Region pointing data
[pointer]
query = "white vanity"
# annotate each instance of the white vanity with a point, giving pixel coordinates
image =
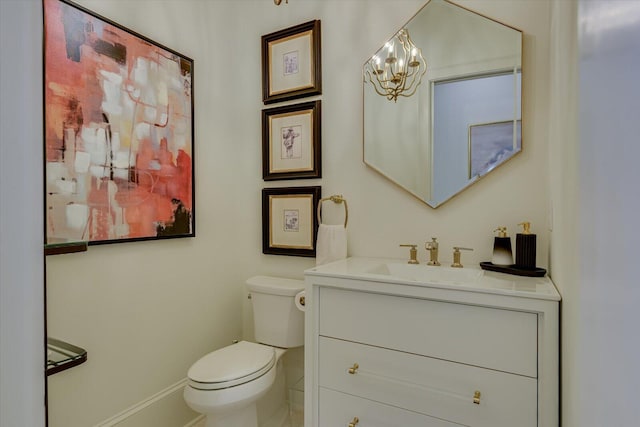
(392, 344)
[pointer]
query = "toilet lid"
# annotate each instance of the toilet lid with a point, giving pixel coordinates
(232, 365)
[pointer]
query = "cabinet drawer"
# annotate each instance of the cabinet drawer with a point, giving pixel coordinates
(338, 410)
(432, 387)
(498, 339)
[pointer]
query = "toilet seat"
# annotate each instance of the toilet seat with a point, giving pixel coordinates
(231, 366)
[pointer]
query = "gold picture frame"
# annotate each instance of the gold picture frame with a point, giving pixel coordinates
(289, 222)
(291, 141)
(291, 63)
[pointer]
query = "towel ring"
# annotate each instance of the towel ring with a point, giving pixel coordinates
(336, 198)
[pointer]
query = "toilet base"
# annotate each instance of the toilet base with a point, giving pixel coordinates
(246, 417)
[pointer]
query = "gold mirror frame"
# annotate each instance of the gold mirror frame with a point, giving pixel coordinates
(464, 119)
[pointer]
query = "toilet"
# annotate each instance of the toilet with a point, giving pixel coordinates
(226, 384)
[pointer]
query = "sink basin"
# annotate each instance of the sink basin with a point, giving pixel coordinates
(428, 273)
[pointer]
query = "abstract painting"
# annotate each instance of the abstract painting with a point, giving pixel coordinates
(291, 146)
(491, 144)
(118, 132)
(289, 222)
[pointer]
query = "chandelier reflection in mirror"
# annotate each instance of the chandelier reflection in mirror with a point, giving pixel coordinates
(401, 71)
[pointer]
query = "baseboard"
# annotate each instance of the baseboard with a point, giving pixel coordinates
(163, 409)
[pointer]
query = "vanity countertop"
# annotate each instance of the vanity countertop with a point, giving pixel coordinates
(398, 272)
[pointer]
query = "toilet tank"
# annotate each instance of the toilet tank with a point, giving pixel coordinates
(277, 320)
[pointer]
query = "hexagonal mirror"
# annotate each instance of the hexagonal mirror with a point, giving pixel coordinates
(442, 101)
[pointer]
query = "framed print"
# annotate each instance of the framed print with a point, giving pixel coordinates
(289, 223)
(291, 65)
(118, 130)
(291, 142)
(491, 144)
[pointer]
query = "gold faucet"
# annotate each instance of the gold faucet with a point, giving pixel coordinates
(456, 256)
(413, 254)
(432, 247)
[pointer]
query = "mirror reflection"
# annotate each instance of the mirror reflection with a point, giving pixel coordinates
(462, 119)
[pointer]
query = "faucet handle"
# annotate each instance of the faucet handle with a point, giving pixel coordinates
(456, 256)
(413, 253)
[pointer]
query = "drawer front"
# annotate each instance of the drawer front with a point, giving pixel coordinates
(341, 410)
(498, 339)
(433, 387)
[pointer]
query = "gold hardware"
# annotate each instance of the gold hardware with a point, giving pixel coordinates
(432, 247)
(413, 253)
(336, 198)
(502, 231)
(456, 256)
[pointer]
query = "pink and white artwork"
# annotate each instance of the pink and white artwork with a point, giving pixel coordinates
(118, 132)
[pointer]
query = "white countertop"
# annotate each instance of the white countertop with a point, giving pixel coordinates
(373, 269)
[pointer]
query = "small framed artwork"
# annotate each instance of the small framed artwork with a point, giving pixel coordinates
(289, 223)
(118, 132)
(491, 144)
(291, 65)
(291, 141)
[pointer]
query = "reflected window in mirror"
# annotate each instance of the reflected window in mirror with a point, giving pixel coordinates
(432, 143)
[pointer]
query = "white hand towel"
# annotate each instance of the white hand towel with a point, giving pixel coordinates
(331, 244)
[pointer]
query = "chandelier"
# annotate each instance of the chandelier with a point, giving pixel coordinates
(400, 72)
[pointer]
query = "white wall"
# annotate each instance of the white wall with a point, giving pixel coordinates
(594, 183)
(21, 260)
(144, 323)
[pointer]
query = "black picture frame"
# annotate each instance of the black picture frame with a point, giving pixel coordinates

*EXERCISE OBJECTIVE*:
In how many lines of the records does the word "black" appear? Answer with the number only.

*RESPONSE FOR THIS EXERCISE*:
2